= Beginning of Section =

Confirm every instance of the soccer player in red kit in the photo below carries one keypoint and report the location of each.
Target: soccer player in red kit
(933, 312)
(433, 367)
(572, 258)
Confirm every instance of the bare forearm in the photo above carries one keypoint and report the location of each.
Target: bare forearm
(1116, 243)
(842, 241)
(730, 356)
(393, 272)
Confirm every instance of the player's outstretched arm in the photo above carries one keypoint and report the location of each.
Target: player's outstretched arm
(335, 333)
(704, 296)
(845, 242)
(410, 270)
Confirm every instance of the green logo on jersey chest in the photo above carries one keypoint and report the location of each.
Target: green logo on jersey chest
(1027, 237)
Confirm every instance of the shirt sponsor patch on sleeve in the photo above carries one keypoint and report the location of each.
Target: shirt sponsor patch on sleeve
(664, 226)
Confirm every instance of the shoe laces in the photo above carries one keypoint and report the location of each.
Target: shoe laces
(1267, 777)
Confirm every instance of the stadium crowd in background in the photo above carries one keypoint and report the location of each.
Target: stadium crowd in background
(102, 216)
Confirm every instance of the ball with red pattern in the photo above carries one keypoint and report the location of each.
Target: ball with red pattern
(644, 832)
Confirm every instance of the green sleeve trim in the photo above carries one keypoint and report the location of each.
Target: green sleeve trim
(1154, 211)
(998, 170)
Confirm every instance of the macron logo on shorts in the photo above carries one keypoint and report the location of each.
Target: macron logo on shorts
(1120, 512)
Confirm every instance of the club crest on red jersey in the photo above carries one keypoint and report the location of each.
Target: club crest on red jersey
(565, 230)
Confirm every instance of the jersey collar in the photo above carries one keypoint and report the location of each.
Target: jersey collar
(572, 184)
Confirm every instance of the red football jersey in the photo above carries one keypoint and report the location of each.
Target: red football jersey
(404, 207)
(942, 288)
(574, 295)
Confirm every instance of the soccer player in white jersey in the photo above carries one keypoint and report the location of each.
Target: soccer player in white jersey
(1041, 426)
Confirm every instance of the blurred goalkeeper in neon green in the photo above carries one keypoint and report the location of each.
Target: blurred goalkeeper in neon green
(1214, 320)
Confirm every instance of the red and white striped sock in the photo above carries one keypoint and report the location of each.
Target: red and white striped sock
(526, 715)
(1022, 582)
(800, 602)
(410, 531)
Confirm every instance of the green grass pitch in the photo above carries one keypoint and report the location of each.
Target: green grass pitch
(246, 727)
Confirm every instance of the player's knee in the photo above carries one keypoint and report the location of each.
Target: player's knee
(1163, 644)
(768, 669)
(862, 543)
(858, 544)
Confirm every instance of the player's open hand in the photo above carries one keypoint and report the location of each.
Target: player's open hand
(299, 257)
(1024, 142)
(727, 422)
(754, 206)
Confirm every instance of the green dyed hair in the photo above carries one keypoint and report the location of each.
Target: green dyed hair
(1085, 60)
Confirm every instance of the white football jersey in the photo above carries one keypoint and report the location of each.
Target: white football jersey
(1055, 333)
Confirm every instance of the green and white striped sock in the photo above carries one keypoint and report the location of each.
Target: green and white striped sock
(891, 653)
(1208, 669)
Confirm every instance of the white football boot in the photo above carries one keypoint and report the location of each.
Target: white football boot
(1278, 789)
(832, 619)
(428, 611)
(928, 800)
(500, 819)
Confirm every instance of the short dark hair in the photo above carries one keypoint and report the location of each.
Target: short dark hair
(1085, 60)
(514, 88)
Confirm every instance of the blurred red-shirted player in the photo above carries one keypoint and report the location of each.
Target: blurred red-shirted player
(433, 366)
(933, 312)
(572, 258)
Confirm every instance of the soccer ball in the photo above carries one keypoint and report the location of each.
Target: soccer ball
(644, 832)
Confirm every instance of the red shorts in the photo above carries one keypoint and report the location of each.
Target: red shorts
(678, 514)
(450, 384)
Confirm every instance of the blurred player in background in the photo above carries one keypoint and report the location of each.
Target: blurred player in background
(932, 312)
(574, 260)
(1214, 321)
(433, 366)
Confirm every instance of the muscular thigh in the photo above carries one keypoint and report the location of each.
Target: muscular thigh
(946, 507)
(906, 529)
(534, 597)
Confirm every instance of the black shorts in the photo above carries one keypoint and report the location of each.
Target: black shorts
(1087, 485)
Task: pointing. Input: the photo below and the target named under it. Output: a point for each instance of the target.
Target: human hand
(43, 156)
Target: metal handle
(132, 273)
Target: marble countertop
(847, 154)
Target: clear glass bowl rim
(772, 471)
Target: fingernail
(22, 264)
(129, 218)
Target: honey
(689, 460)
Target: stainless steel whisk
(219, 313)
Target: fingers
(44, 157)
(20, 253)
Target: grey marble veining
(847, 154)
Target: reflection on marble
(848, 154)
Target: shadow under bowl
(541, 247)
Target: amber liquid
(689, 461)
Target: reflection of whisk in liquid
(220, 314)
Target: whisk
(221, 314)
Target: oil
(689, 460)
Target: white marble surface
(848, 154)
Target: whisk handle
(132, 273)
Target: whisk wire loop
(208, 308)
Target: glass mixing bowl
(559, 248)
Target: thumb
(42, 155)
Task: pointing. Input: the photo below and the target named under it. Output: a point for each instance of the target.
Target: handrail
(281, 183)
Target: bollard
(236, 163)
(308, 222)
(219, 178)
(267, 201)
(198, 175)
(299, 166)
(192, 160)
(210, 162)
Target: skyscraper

= End of Section =

Prompt = Copy from the line with "Target: reflection on marble" to the final line of the records, inclusive, and add nothing else.

Expected answer =
Target: reflection on marble
(848, 154)
Target: shadow under bowl
(541, 247)
Target: amber liquid
(689, 461)
Target: reflection of whisk in liquid
(220, 314)
Target: whisk
(221, 314)
Target: oil
(689, 460)
Target: white marble surface
(848, 154)
Target: whisk handle
(132, 273)
Target: whisk wire loop
(208, 308)
Target: glass mixing bowl
(559, 248)
Target: thumb
(42, 155)
Task: pointing. Input: the photo below and the target named under it. Output: a point for each instance of the target.
Target: handrail
(281, 183)
Target: bollard
(236, 163)
(308, 222)
(219, 178)
(267, 201)
(198, 175)
(299, 166)
(192, 160)
(210, 162)
Target: skyscraper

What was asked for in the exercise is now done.